→ **Source excerpt**
That alone dooms this facet of Intercargo's defense, but Perzy's added contention in this area should be discussed in the interest of completeness. Perzy also points to a statement by Tansey-Riggs and urges that she too was an agent of Intercargo. Tansey-Riggs wrote this in an October 1, 1991 letter to Intercargo (D. Ex. 10):
This merchandise is appropriately packed. I've seen it when they open the pallbox. It is packed to prevent breakage. As the shipment did not freeze in October 1990, it is reasonable to assume it would not freeze on the return trip. In fact, freezing was never in question by us. There is only so much a supplier, or exporter can do to pack merchandise appropriately. I can assure you that those reasonable steps were taken.
Intercargo responds by insisting that Tansey-Riggs was Perzy's agent and not Intercargo's, so that her statement as to packaging was not binding on Intercargo (D. Mem. I-7 to -8, D. Mem. II-7 to -8).

→ **Written exercise**
Carry on the passage about Intercargo's packaging defense, picking up after its final sentence.

→ **Data**
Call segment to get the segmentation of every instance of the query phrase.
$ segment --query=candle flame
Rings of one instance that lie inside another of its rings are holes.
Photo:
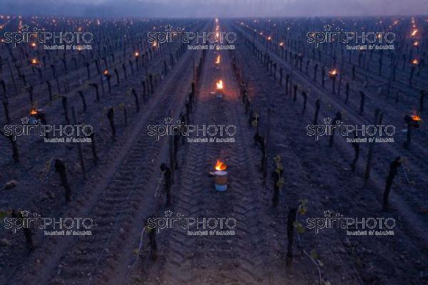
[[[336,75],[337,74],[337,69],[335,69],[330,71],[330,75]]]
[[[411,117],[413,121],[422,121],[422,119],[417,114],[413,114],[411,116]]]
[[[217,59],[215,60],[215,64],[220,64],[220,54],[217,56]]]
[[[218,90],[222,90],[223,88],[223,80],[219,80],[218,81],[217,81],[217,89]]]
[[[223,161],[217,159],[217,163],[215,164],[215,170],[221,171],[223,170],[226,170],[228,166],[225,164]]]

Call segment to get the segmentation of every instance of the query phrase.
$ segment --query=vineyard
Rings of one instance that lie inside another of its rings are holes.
* * *
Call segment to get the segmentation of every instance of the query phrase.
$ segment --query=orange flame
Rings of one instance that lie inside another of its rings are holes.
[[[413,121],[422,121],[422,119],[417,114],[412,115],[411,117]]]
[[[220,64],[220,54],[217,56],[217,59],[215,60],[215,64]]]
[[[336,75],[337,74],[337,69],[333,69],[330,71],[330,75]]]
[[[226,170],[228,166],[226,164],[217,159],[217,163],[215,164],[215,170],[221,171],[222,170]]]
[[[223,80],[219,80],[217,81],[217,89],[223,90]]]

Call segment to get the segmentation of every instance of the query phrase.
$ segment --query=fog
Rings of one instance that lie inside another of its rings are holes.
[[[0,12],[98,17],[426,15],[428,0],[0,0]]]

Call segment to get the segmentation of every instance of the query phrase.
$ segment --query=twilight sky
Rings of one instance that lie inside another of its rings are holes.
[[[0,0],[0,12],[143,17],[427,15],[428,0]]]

→ **Task answer**
Neither side has it exactly right. Although Tansey-Riggs was a freight forwarder rather than an insurance broker by profession, in the relationship between Perzy and Intercargo she functioned as an insurance broker, "an individual who procures insurance and acts as middleman between the insured and the insurer" ( Krause v. Pekin Life Ins. Co., 194 Ill. App. 3d 798, 804, 551 N.E.2d 395, 399, 141 Ill. Dec. 402 (1st Dist. 1990)). In examining agency relationships Illinois law focuses on the agent's conduct rather than on his or her title (id.; Zannini v. Reliance Ins. Co., 147 Ill. 2d 437, 452-54,590 N.E.2d 455, 463-64 (1992)) and recognizes that under certain circumstances an independent insurance agent may be an agent of both the insured and the insurer ( A & B Freight Line, Inc. v. Ryan, 216 Ill. App. 3d 1093, 1097, 576 N.E.2d 563, 566, 159 Ill. Dec. 894 (2d Dist. 1991)).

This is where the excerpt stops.